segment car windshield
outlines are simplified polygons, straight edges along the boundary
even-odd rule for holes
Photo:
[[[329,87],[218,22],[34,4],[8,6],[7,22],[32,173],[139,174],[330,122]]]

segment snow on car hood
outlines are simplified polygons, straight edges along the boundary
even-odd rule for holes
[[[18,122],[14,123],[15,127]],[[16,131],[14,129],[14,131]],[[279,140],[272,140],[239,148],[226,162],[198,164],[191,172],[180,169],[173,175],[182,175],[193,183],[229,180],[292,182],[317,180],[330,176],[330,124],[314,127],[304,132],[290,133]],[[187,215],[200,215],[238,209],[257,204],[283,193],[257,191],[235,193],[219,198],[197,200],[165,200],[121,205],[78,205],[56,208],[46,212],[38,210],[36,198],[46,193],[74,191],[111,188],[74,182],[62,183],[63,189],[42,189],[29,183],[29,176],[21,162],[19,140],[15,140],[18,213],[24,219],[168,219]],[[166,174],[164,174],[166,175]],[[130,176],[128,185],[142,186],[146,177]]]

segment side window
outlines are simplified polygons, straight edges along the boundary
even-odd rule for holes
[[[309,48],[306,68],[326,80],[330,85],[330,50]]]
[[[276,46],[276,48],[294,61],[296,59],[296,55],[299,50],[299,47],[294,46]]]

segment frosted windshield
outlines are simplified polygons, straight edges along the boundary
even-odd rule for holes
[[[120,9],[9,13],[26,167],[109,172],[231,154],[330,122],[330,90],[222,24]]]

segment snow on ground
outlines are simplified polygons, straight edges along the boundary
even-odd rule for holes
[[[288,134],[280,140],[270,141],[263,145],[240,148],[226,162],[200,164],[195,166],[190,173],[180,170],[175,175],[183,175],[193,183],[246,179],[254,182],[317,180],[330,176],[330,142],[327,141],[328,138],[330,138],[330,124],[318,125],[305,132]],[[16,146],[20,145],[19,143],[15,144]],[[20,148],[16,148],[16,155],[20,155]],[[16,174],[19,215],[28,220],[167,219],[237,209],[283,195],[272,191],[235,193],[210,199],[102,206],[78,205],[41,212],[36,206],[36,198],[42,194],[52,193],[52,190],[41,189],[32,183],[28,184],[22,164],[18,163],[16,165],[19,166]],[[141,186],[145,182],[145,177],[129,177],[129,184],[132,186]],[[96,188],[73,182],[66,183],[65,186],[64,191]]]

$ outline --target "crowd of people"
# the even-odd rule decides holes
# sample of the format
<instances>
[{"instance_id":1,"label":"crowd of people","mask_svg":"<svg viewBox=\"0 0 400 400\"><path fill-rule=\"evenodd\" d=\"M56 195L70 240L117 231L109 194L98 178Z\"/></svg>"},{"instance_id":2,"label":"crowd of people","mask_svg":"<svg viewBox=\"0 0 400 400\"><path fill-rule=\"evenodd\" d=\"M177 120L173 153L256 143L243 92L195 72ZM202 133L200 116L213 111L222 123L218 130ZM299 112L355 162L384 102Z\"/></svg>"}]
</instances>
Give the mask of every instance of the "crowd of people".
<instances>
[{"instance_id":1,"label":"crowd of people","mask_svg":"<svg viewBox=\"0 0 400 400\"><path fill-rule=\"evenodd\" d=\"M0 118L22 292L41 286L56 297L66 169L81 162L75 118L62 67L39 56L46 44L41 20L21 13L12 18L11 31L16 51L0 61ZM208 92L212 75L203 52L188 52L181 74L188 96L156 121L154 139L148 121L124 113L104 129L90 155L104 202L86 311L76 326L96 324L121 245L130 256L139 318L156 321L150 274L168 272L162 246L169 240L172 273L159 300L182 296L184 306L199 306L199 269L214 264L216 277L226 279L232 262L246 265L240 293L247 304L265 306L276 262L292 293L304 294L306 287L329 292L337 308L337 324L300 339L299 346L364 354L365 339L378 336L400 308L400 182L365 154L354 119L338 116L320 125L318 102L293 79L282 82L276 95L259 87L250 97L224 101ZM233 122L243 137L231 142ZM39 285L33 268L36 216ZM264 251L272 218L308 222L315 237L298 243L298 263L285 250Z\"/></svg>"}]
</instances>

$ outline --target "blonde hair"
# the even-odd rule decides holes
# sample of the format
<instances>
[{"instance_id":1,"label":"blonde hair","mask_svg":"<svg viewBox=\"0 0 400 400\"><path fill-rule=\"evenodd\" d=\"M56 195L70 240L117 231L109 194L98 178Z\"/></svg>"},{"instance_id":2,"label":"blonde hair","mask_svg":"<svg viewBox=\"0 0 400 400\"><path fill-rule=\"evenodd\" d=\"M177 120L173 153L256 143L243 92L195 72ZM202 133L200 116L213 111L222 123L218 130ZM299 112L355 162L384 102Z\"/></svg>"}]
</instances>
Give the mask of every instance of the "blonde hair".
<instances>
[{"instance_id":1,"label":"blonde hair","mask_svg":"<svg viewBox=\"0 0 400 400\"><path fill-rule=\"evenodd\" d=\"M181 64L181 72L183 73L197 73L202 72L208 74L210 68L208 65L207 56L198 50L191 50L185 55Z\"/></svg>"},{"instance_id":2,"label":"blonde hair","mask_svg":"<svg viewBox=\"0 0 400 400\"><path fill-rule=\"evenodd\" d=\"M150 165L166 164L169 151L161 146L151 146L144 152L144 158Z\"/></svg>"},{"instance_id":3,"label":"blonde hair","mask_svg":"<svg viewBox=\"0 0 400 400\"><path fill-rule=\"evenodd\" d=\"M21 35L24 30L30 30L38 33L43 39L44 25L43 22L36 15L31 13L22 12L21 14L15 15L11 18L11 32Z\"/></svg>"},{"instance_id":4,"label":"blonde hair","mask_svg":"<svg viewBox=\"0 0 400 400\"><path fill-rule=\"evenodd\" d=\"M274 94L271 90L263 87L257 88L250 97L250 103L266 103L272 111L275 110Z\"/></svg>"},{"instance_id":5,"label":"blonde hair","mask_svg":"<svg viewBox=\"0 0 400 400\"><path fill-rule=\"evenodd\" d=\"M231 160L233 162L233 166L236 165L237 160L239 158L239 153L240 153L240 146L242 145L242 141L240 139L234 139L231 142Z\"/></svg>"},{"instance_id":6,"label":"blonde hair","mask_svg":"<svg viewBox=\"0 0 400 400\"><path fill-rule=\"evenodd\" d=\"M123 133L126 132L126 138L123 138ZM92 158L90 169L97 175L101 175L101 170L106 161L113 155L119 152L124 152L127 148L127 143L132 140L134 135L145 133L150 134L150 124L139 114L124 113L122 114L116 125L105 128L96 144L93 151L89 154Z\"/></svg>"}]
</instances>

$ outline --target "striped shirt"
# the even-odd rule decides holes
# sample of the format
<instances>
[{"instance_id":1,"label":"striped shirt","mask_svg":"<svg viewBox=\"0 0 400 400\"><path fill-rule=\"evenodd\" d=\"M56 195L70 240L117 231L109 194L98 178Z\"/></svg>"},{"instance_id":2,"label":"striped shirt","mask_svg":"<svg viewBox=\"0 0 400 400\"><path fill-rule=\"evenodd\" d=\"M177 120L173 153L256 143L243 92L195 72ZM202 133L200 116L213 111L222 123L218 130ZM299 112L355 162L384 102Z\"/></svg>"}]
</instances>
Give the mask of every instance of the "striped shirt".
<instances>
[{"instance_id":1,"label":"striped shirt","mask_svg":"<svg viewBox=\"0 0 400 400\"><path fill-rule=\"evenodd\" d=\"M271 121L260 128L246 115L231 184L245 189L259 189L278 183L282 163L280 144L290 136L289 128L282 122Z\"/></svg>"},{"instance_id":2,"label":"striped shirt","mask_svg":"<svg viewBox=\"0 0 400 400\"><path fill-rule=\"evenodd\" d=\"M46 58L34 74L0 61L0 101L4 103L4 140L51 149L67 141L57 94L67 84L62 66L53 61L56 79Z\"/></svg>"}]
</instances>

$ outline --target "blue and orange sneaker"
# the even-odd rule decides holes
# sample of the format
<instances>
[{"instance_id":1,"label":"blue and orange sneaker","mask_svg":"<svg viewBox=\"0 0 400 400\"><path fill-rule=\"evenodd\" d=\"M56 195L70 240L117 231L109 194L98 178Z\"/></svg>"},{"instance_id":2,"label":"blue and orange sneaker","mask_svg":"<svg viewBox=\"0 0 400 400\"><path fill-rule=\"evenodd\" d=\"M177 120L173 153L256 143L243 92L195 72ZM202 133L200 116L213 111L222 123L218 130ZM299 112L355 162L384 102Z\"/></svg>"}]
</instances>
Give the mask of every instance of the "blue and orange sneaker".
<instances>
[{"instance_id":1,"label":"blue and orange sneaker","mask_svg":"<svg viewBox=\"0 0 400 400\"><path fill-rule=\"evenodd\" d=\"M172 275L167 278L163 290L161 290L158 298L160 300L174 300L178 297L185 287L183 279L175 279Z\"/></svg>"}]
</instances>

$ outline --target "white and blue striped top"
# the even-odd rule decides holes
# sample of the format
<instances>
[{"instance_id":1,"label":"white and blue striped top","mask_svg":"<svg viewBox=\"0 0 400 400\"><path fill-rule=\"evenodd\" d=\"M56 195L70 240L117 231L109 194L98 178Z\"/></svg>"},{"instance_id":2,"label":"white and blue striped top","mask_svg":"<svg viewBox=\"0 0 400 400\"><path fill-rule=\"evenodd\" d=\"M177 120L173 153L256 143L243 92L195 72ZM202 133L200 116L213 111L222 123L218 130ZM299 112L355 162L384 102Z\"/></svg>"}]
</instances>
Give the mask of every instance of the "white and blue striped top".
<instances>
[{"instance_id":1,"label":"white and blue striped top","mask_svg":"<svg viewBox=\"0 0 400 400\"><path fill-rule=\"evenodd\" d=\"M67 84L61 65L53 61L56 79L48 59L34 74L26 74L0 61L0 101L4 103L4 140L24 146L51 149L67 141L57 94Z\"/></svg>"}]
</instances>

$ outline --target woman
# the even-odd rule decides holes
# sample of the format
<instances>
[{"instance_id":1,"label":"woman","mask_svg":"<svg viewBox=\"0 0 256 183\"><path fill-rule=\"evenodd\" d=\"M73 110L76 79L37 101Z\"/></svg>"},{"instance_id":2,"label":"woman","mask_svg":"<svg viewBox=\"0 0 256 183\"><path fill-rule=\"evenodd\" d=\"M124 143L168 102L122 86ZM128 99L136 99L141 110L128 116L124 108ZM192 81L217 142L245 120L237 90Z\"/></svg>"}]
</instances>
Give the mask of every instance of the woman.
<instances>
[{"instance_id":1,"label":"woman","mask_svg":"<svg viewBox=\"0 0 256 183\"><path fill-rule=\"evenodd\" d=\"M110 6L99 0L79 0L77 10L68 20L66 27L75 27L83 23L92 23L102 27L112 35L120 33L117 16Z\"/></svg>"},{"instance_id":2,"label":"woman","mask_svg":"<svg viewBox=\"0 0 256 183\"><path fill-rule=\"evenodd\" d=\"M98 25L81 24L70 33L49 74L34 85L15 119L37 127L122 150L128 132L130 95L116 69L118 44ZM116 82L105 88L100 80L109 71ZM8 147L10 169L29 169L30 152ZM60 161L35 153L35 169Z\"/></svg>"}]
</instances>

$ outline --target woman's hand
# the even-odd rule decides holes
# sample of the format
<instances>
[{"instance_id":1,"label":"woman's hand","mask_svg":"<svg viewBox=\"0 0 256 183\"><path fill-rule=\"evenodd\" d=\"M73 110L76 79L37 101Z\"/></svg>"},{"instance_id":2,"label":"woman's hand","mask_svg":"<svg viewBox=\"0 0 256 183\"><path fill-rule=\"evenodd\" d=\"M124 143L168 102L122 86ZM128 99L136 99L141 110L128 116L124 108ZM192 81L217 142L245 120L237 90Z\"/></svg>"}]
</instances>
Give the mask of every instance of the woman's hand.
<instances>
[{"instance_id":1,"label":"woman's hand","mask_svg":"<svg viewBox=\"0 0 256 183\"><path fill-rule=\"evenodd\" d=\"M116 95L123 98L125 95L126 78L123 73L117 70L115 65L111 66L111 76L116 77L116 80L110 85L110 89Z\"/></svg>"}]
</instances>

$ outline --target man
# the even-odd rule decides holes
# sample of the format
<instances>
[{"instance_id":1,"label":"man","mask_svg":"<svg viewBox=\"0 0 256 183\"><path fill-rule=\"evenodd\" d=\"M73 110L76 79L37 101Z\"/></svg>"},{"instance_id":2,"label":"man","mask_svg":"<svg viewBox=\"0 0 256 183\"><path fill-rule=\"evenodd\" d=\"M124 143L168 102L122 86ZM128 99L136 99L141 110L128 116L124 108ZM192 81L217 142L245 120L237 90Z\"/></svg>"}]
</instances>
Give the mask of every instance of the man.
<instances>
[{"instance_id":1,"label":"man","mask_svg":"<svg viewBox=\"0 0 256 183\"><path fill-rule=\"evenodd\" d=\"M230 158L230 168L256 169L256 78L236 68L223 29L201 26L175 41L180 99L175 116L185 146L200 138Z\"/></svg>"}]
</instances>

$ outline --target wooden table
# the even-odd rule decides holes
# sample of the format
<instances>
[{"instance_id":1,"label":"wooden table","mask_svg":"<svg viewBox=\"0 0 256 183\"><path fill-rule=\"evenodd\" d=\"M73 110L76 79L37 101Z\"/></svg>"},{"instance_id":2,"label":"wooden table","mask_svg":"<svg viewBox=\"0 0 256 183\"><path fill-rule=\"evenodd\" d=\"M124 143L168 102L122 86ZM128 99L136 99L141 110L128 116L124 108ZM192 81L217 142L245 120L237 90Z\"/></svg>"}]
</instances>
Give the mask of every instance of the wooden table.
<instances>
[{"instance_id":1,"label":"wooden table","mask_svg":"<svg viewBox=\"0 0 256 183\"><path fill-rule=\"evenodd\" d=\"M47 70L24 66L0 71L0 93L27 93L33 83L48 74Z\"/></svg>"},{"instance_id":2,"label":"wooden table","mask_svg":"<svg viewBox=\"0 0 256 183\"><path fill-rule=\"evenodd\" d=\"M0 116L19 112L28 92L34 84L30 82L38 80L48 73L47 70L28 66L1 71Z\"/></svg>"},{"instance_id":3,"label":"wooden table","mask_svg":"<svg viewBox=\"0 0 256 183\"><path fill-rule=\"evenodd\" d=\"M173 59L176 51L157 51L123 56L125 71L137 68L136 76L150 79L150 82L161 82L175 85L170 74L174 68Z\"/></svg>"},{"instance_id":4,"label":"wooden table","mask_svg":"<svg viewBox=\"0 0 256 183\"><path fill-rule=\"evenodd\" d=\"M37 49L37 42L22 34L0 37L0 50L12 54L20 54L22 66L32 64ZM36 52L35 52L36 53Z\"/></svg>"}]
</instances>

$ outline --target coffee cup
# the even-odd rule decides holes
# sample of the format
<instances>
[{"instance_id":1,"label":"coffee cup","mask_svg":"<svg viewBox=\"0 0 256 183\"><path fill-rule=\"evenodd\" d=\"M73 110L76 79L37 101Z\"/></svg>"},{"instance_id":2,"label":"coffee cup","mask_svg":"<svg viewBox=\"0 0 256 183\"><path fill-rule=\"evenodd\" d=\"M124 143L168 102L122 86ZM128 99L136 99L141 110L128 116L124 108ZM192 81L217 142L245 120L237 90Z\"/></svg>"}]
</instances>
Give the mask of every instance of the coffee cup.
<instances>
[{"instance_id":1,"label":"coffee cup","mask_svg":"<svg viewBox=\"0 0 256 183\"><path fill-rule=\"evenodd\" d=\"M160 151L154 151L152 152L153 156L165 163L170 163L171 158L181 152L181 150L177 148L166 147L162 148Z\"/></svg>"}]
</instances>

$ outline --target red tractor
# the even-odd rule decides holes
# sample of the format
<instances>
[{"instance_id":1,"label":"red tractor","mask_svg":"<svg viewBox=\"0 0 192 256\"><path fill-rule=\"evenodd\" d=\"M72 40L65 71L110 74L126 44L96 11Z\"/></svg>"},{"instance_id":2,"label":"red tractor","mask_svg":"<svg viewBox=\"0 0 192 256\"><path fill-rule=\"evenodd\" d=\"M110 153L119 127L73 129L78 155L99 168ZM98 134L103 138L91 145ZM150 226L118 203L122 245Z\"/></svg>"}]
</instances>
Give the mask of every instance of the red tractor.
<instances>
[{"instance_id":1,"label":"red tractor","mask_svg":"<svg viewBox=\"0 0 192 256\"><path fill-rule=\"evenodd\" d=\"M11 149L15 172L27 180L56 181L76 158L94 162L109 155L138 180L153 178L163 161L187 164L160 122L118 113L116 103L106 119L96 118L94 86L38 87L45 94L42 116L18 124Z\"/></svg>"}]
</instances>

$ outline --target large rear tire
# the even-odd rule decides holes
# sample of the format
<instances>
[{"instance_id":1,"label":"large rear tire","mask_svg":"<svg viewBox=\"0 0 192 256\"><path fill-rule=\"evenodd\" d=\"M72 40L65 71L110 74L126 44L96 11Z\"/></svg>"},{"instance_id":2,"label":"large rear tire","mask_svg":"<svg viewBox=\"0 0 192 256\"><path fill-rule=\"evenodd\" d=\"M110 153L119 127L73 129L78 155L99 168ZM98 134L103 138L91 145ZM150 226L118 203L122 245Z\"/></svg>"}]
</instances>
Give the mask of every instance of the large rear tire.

========================================

What is asked | Your task is to write out the lines from the one with "--target large rear tire" through the end of the records, exactly and with nothing added.

Exercise solution |
$ outline --target large rear tire
# the even-odd rule decides holes
# sample of the format
<instances>
[{"instance_id":1,"label":"large rear tire","mask_svg":"<svg viewBox=\"0 0 192 256\"><path fill-rule=\"evenodd\" d=\"M72 40L65 71L110 74L126 44L96 11Z\"/></svg>"},{"instance_id":2,"label":"large rear tire","mask_svg":"<svg viewBox=\"0 0 192 256\"><path fill-rule=\"evenodd\" d=\"M110 153L119 127L73 129L78 155L99 168ZM98 134L103 138L91 145ZM150 226L118 203L122 245Z\"/></svg>"}]
</instances>
Give the mask of every instance of the large rear tire.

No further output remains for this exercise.